#### Problem to work on
Pull out every line of the records below that contains the word "framed".

★ ★ ★ ★ ★

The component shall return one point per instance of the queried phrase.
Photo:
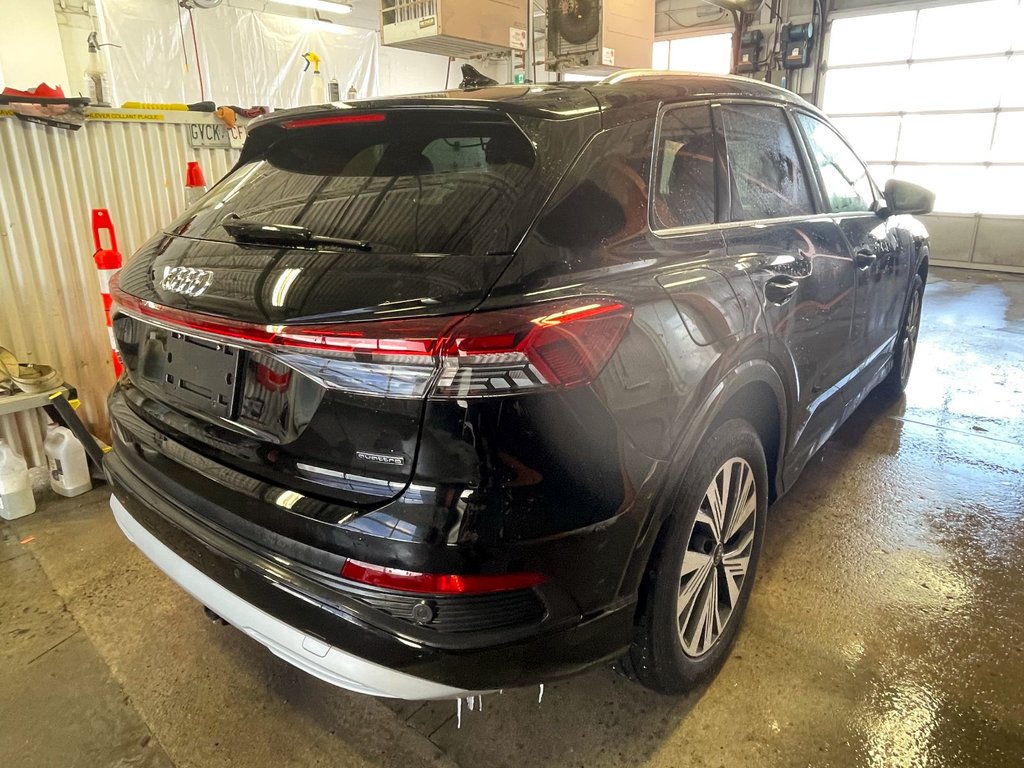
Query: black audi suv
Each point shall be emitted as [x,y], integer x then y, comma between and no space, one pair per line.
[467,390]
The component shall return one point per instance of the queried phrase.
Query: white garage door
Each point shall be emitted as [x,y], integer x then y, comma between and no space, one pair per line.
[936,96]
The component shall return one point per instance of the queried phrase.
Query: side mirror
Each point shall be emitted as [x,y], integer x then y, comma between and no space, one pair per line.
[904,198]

★ ★ ★ ★ ★

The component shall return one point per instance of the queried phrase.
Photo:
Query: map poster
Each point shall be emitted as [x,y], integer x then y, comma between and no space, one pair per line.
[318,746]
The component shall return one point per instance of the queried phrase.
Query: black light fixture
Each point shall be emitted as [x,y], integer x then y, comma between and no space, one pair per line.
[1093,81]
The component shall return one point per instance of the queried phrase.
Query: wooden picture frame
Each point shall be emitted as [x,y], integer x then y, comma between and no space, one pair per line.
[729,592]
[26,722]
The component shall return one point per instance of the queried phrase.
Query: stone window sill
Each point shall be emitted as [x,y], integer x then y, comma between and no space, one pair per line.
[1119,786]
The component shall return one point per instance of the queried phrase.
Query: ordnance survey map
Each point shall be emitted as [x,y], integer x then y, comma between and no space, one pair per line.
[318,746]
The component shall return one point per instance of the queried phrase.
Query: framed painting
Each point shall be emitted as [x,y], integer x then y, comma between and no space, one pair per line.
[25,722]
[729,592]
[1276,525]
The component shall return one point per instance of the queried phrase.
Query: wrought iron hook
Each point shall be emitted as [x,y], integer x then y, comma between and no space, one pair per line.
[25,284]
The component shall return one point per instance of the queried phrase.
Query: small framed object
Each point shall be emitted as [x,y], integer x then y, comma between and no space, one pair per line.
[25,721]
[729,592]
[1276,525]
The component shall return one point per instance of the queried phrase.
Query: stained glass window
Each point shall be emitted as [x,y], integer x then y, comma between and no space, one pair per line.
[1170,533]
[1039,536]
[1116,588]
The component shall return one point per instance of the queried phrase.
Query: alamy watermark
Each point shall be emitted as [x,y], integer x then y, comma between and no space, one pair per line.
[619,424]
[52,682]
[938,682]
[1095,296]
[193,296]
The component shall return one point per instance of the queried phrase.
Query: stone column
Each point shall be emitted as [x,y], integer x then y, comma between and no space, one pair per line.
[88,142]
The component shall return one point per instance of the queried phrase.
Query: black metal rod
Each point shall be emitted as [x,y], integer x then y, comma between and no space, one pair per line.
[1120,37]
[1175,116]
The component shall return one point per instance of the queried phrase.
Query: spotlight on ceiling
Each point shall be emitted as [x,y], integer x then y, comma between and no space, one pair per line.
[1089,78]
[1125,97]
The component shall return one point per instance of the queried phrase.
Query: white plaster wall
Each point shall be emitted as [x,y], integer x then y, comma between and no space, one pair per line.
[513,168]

★ ★ ★ ★ ★

#### Solution for this problem
Query: framed painting
Query: small framed object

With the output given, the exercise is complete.